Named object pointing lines

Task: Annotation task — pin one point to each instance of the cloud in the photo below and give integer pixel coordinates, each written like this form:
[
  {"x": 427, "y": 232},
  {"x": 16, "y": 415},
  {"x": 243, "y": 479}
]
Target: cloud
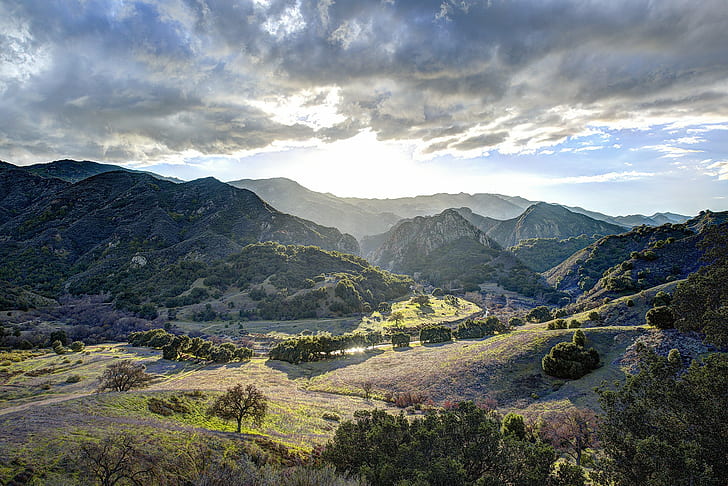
[{"x": 144, "y": 80}]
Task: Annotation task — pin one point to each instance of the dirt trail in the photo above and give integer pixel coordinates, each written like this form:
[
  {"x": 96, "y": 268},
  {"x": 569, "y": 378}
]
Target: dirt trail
[{"x": 38, "y": 403}]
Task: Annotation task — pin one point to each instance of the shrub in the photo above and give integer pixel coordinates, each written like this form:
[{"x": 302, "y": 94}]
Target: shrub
[
  {"x": 661, "y": 317},
  {"x": 400, "y": 340},
  {"x": 568, "y": 360},
  {"x": 539, "y": 314},
  {"x": 515, "y": 321},
  {"x": 333, "y": 416},
  {"x": 557, "y": 324},
  {"x": 435, "y": 334},
  {"x": 661, "y": 298},
  {"x": 77, "y": 346},
  {"x": 409, "y": 399}
]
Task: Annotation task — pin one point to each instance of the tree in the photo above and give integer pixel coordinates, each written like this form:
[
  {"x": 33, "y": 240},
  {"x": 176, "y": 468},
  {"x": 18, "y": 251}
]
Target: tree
[
  {"x": 572, "y": 432},
  {"x": 539, "y": 314},
  {"x": 568, "y": 360},
  {"x": 239, "y": 403},
  {"x": 513, "y": 425},
  {"x": 661, "y": 317},
  {"x": 123, "y": 376},
  {"x": 400, "y": 340},
  {"x": 666, "y": 425},
  {"x": 116, "y": 459}
]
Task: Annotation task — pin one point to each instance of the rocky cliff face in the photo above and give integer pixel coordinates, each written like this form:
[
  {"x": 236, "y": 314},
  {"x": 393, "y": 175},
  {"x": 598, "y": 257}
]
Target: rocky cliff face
[
  {"x": 98, "y": 225},
  {"x": 419, "y": 237},
  {"x": 541, "y": 220}
]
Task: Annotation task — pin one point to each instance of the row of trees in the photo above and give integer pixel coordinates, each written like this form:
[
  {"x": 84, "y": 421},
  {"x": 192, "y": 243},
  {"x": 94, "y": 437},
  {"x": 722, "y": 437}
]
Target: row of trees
[
  {"x": 464, "y": 445},
  {"x": 322, "y": 346},
  {"x": 179, "y": 347}
]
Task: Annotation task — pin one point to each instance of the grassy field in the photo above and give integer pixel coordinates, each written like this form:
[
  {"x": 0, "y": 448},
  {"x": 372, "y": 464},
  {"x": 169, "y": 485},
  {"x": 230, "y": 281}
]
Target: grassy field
[{"x": 46, "y": 398}]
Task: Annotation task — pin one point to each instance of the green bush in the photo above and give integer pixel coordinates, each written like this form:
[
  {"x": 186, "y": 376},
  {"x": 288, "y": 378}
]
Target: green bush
[
  {"x": 400, "y": 340},
  {"x": 569, "y": 360},
  {"x": 661, "y": 317},
  {"x": 77, "y": 346},
  {"x": 435, "y": 334}
]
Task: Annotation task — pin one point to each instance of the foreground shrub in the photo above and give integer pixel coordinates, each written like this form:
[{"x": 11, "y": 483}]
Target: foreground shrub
[{"x": 569, "y": 360}]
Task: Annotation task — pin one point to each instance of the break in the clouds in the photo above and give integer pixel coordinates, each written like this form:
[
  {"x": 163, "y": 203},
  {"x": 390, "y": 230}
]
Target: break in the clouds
[{"x": 179, "y": 81}]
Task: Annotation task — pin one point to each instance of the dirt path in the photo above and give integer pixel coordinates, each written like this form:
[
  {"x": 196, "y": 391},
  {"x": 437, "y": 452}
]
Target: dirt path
[{"x": 38, "y": 403}]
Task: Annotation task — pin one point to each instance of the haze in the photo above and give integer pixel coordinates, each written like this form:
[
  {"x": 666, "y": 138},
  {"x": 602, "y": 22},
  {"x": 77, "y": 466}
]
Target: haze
[{"x": 618, "y": 106}]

• [Exercise prompt] Reproduce all of the lines above verbatim, omitting the picture.

• [Answer]
Task: Annotation task — pin one point to each instance of the cloud in the photo below and give integer pixel coordinates, each written like this form:
[
  {"x": 427, "y": 232},
  {"x": 16, "y": 415},
  {"x": 243, "y": 479}
]
Target: cloud
[{"x": 144, "y": 80}]
Task: Annotation task — pin one point to each instance of the dirt trail in the photo above and give integer pixel coordinates, each written like this form:
[
  {"x": 96, "y": 268},
  {"x": 569, "y": 378}
]
Target: dirt trail
[{"x": 38, "y": 403}]
Task: Annotation task — pin one point to each instance of the shrub in the photo above and give integer pixel coordinates, each written like this form:
[{"x": 302, "y": 94}]
Target: shrub
[
  {"x": 661, "y": 317},
  {"x": 400, "y": 340},
  {"x": 568, "y": 360},
  {"x": 539, "y": 314},
  {"x": 515, "y": 321},
  {"x": 333, "y": 416},
  {"x": 557, "y": 324},
  {"x": 435, "y": 334},
  {"x": 661, "y": 298},
  {"x": 77, "y": 346},
  {"x": 409, "y": 399}
]
Task: Annotation task — pin one point to each instance of the tree in the photo above and give integer pixel coordinates, each written like this form:
[
  {"x": 33, "y": 240},
  {"x": 176, "y": 468},
  {"x": 18, "y": 251}
]
Target: tree
[
  {"x": 572, "y": 432},
  {"x": 539, "y": 314},
  {"x": 568, "y": 360},
  {"x": 239, "y": 403},
  {"x": 513, "y": 425},
  {"x": 661, "y": 317},
  {"x": 123, "y": 376},
  {"x": 400, "y": 340},
  {"x": 666, "y": 425},
  {"x": 116, "y": 459}
]
Task: Annotation task — pin one point to each instance of the rocky cliff face in the photo above and give integer pixel coordinates, each written like this form:
[
  {"x": 236, "y": 314},
  {"x": 393, "y": 175},
  {"x": 598, "y": 257}
]
Target: rocky cliff face
[
  {"x": 98, "y": 225},
  {"x": 419, "y": 237},
  {"x": 541, "y": 220}
]
Task: Annotation task — pin one point to each instance of the row of trees in the photo above and give integer pixel coordinates, each written like this form:
[
  {"x": 84, "y": 421},
  {"x": 192, "y": 243},
  {"x": 94, "y": 437},
  {"x": 722, "y": 437}
]
Target: row of trees
[
  {"x": 464, "y": 445},
  {"x": 322, "y": 346},
  {"x": 179, "y": 347}
]
Task: Annotation task — pin one point to each instance of the grassy field in the photo above and give integer pixel coordinates, each written like this form:
[
  {"x": 0, "y": 448},
  {"x": 372, "y": 464},
  {"x": 169, "y": 485},
  {"x": 230, "y": 281}
]
Target: grassy field
[{"x": 46, "y": 398}]
Task: Annotation task — pin one point to each instance of the green bush in the photo above and give integer pixel coordinates, each written like this form:
[
  {"x": 186, "y": 376},
  {"x": 288, "y": 378}
]
Target: green bush
[
  {"x": 400, "y": 340},
  {"x": 569, "y": 360},
  {"x": 661, "y": 317},
  {"x": 77, "y": 346},
  {"x": 435, "y": 334}
]
Task: Annotation task — pin one point to each instance of the foreground shrub in the photo above and give integer pixel coordinates, each written like this form:
[{"x": 11, "y": 483}]
Target: foreground shrub
[{"x": 569, "y": 360}]
Task: Annotation task — pin one point to each instance of the break in the clouds in the photo above and give integer pixel coordinates, each written like this form:
[
  {"x": 163, "y": 203},
  {"x": 390, "y": 230}
]
Target: break in the clouds
[{"x": 179, "y": 81}]
Task: Annotation task — pin one point to each instance of the dirt path in the photo above and give integer pixel coordinates, each written like this form:
[
  {"x": 196, "y": 391},
  {"x": 437, "y": 452}
]
Target: dirt path
[{"x": 38, "y": 403}]
Task: Annotation task — pin one point to each instance of the haze in the photo above and give integer pixel coordinates, each written like this form:
[
  {"x": 666, "y": 138},
  {"x": 602, "y": 22},
  {"x": 77, "y": 466}
]
Target: haze
[{"x": 618, "y": 106}]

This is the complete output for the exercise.